**Короткая задача 1**. Верните из текста страницы фрагмент от слов "Дорогой Александр Алексеевич, не" до слов "популярности своих изданий." включительно.
**Короткая задача 2**. Где и когда, согласно тексту страницы, издатель Циммерман желает организовать ряд маленьких концертов?

Дорогой Александр Алексеевич, не так давно я имел известие из Берлина о том, что издатель наш Циммерман желает осенью или зимой организовать в Берлине ряд маленьких концертов. В них он предполагает исполнить ряд изданных им фортепианных пьес, а также мои романсы. Издания других издателей он решил не допускать к исполнению в этих концертах, организуемых им исключительно ради популярности своих изданий.
…Мне пришло в мысль дать ему совет пригласить для этого дела Марию Алексеевну, как гениальную исполнительницу русских романсов, которая, как совершенно неизвестная в Германии, не предъявит Циммерману тяжелых условий. Обращаюсь к Вам за содействием, чтобы Вы убедили ее не квасить себя, пока еще голос есть и не пропускать случая познакомить с собою Берлин, откуда при успехе для ее концертных действий открытой сделается вся Германия.
Реакция Олениной, как видно из следующего письма, и расстроила и порядочно обескуражила Милия Алексеевича.
Балакирев — Оленину.

Записи разметки местоположения на изображениях:

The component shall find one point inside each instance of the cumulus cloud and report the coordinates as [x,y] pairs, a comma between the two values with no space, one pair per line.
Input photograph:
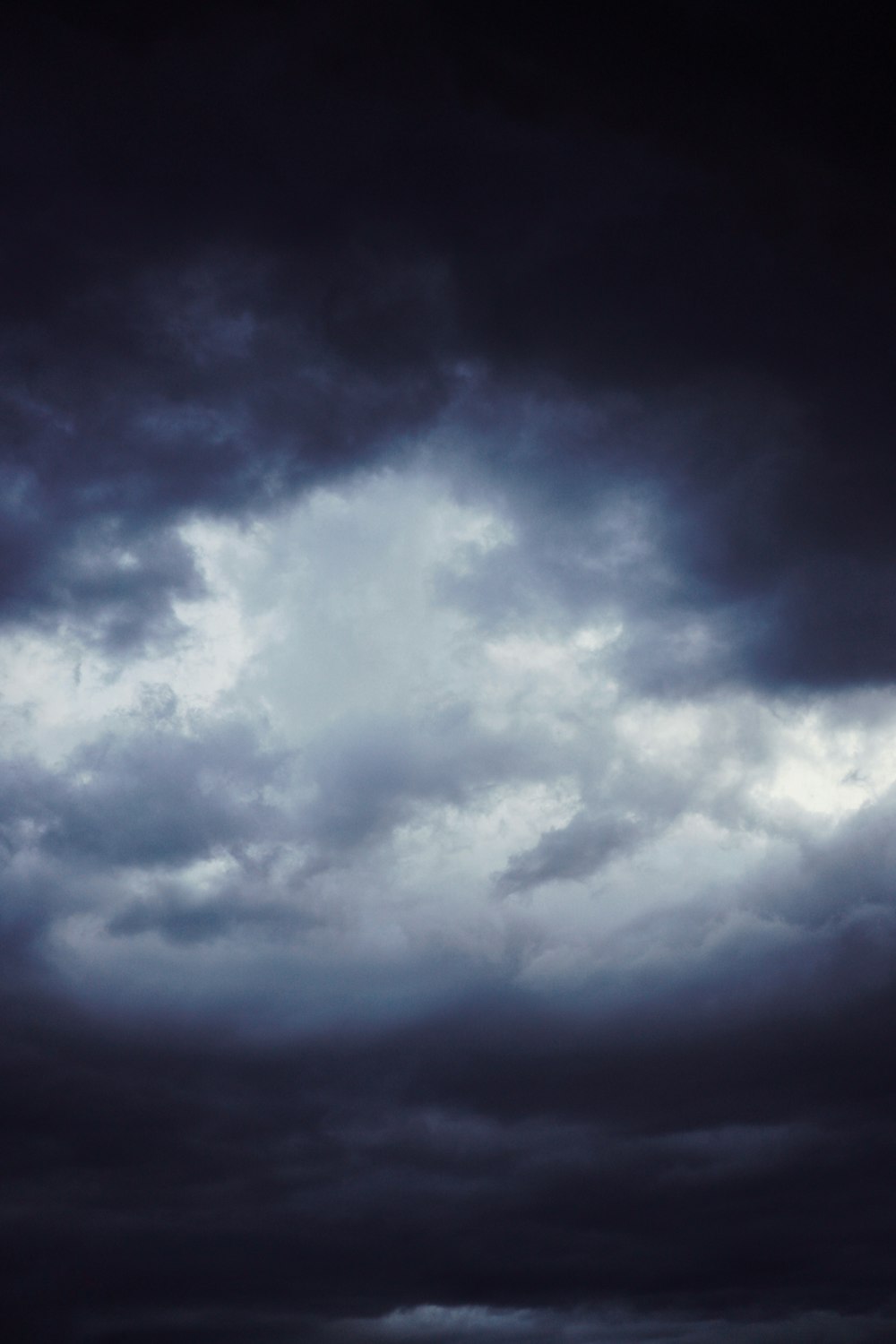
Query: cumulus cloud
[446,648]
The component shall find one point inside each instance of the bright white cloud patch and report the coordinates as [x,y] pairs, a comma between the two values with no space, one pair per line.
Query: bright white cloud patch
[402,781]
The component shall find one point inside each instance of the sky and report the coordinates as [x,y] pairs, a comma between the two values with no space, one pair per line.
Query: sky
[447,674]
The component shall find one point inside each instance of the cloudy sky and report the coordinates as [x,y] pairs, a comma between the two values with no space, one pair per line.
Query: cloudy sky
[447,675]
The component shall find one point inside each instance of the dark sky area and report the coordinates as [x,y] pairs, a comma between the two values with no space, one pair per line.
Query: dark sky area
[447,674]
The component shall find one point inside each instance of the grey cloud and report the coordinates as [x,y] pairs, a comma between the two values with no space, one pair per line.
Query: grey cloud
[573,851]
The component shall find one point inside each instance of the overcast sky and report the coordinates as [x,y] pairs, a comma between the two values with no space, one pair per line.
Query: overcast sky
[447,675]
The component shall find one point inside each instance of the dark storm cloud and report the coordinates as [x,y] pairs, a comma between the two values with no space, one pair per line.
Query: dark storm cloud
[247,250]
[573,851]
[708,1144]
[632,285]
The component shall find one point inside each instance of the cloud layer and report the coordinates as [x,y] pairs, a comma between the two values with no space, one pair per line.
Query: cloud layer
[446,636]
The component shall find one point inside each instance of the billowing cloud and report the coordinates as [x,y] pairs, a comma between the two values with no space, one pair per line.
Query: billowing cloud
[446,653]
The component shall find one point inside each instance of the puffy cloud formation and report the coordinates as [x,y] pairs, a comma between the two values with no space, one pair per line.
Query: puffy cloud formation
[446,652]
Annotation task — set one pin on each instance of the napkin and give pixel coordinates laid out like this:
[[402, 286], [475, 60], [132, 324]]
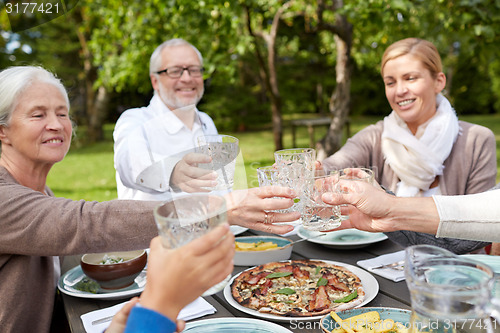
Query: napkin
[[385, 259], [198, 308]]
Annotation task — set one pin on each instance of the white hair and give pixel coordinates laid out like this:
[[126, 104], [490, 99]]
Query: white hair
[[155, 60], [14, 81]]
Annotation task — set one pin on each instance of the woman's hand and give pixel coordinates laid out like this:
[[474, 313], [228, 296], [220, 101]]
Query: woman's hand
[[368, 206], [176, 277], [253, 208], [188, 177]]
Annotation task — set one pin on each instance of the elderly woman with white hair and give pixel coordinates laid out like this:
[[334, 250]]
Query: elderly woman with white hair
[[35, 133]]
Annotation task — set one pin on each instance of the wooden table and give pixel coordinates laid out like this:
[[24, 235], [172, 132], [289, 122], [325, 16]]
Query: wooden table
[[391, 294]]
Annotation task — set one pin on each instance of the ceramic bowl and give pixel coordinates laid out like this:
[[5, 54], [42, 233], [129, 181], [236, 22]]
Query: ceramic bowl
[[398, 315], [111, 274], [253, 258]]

**Правильный ответ 1**.
Дорогой Александр Алексеевич, не так давно я имел известие из Берлина о том, что издатель наш Циммерман желает осенью или зимой организовать в Берлине ряд маленьких концертов. В них он предполагает исполнить ряд изданных им фортепианных пьес, а также мои романсы. Издания других издателей он решил не допускать к исполнению в этих концертах, организуемых им исключительно ради популярности своих изданий.

**Правильный ответ 2**. Циммерман желает организовать их в Берлине осенью или зимой.